--- start Recorded information ---

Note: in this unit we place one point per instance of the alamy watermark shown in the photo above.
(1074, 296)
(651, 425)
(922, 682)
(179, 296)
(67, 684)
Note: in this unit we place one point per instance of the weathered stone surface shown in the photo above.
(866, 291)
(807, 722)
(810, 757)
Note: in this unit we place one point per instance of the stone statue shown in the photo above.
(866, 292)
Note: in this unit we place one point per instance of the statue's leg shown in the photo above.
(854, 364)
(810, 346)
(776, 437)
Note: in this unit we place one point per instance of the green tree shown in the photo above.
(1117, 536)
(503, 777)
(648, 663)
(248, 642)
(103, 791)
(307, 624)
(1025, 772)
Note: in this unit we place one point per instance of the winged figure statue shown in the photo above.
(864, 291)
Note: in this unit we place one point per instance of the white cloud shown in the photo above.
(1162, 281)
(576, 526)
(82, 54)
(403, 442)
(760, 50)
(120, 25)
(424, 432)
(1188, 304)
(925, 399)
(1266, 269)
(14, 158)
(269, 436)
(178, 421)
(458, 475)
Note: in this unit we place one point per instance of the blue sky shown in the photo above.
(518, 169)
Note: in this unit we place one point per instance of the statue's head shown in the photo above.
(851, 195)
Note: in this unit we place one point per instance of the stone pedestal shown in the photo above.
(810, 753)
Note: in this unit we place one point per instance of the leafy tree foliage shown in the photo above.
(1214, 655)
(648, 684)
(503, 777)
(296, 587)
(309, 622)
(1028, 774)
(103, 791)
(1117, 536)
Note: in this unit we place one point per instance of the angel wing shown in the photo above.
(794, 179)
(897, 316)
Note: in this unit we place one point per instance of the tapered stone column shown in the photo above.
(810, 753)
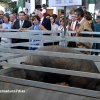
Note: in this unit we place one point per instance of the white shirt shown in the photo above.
(74, 25)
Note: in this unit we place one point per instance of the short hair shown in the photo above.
(22, 12)
(79, 11)
(36, 17)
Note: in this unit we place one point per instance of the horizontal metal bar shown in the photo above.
(53, 87)
(82, 49)
(83, 32)
(53, 70)
(27, 44)
(51, 54)
(3, 71)
(46, 31)
(54, 38)
(10, 57)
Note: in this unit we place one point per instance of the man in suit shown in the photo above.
(21, 23)
(45, 22)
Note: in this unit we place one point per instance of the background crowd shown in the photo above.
(77, 20)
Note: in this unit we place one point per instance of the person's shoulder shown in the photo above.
(27, 21)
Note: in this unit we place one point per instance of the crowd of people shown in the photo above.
(77, 20)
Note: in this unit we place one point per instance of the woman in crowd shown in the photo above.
(96, 28)
(6, 25)
(70, 14)
(35, 26)
(54, 27)
(61, 28)
(26, 17)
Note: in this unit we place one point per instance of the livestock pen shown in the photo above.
(13, 78)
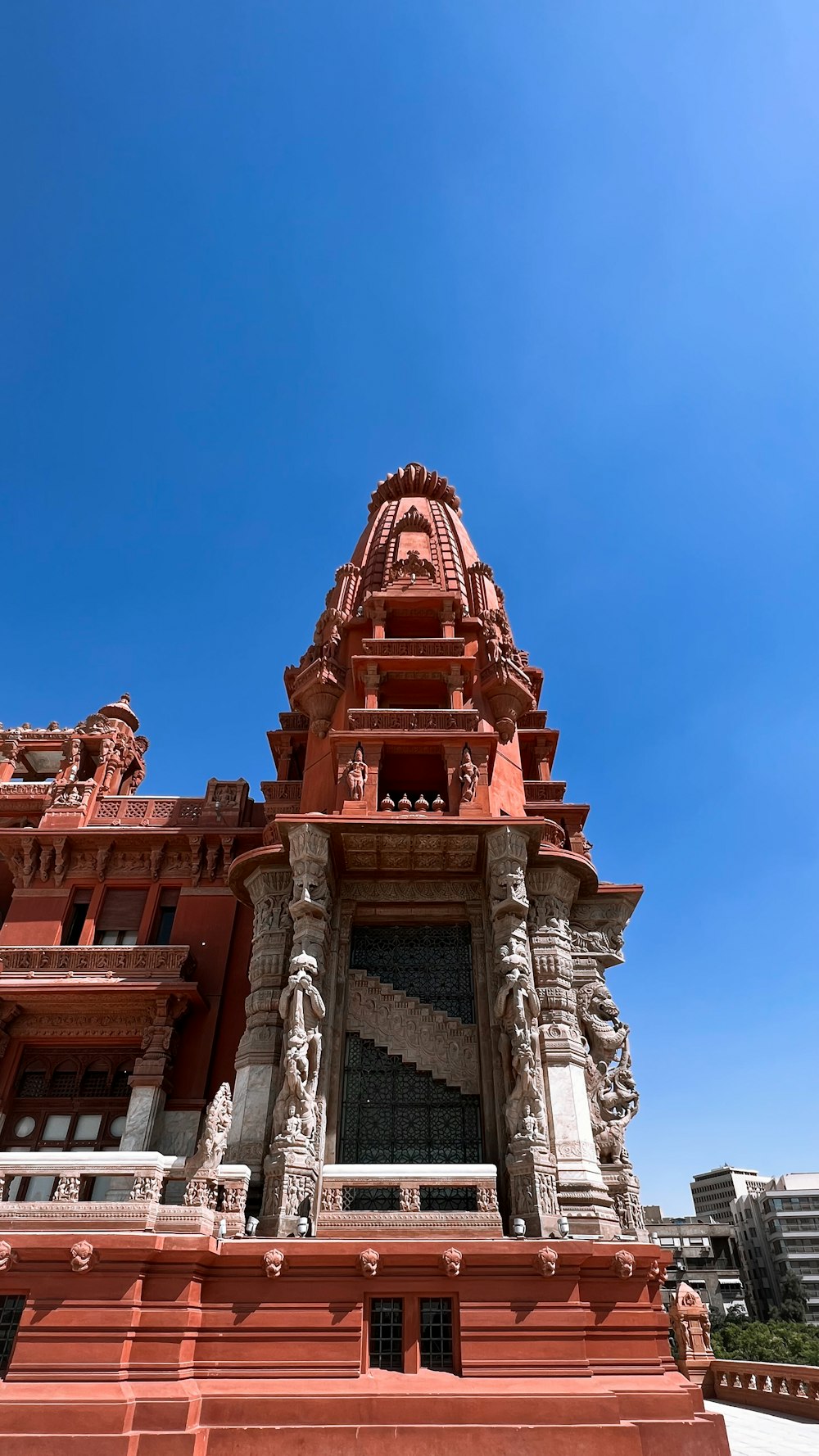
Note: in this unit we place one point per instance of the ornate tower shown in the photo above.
(430, 938)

--- end Recorded information ---

__Short exercise__. Leave out the pictures and copy the rest of the material above exactly.

__Finished task__.
Note: in this unit we place one point per instance of the alamy watermark shown in the photo above.
(1074, 296)
(651, 425)
(922, 682)
(179, 296)
(67, 684)
Note: in this unit we place one point per instance of the weathered stone surface shown in the photo above.
(866, 291)
(807, 722)
(810, 757)
Note: in this unit we place one point per instance of the stone statue shown in the photo above.
(866, 292)
Note: in this unit we place one point per instance of the statue's leg shown in the photo above.
(854, 364)
(810, 346)
(776, 437)
Note: in this unit we place one point per instance of the green tree shown in the photo above.
(1117, 536)
(503, 777)
(648, 663)
(248, 642)
(103, 791)
(307, 624)
(1025, 772)
Note: in this unit we place one point per instance of the winged figure statue shown in the photo above.
(864, 291)
Note: in this unit we place one point per instance of the white cloud shown in the photo above.
(1162, 281)
(576, 526)
(82, 54)
(403, 442)
(760, 50)
(120, 25)
(424, 432)
(1188, 304)
(925, 399)
(1266, 269)
(14, 158)
(269, 436)
(178, 421)
(458, 475)
Note: in this unit we place one point per instance of the blue sky shown in the photo above.
(518, 169)
Note: in this unit we place one point per instance of the statue's head shown in the photo above.
(851, 195)
Note: in this unit we place one point per instance of the stone pedestal shown in the photo above.
(810, 753)
Note: in this unit we place one point per instance of the leafy tree foliage shown in the photo above.
(1214, 655)
(648, 684)
(503, 777)
(296, 587)
(309, 622)
(1028, 774)
(103, 791)
(1117, 536)
Note: in this unit we place one point per instance of the angel wing shown in the photo above.
(794, 179)
(897, 316)
Note: in this unit we place one point per instance of the tapered stone column shown in the photo above.
(810, 753)
Note: in this unit we place one point per instance of the white shirt shown in the photo above.
(74, 25)
Note: in this unit we place one point per instance of the short hair shown in the photo above.
(22, 12)
(79, 11)
(36, 17)
Note: in this unit we place one point per instance of the horizontal metal bar shown in the photo above.
(53, 87)
(82, 49)
(83, 32)
(53, 70)
(27, 44)
(51, 54)
(3, 71)
(46, 31)
(54, 38)
(10, 57)
Note: in this unit we place one point per instance of the man in suit shown in the photo above.
(21, 23)
(45, 22)
Note: in this unit we place one point per instance of the background crowd shown in the photo above.
(77, 20)
Note: in this unit we place one point per instance of the person's shoulder shown in the photo above.
(27, 21)
Note: in this unit we place one point per instance of the crowd of people shown in the photo above.
(77, 20)
Note: in this unit we place one point per instance of the woman in crowd shown in the photo above.
(96, 28)
(6, 25)
(70, 14)
(35, 26)
(54, 27)
(61, 28)
(26, 17)
Note: in this unit we place one point per instance of the livestock pen shown in the photo above.
(13, 78)
Note: in this unit we place one point per instance of the ornate tower shown in the photo above.
(430, 938)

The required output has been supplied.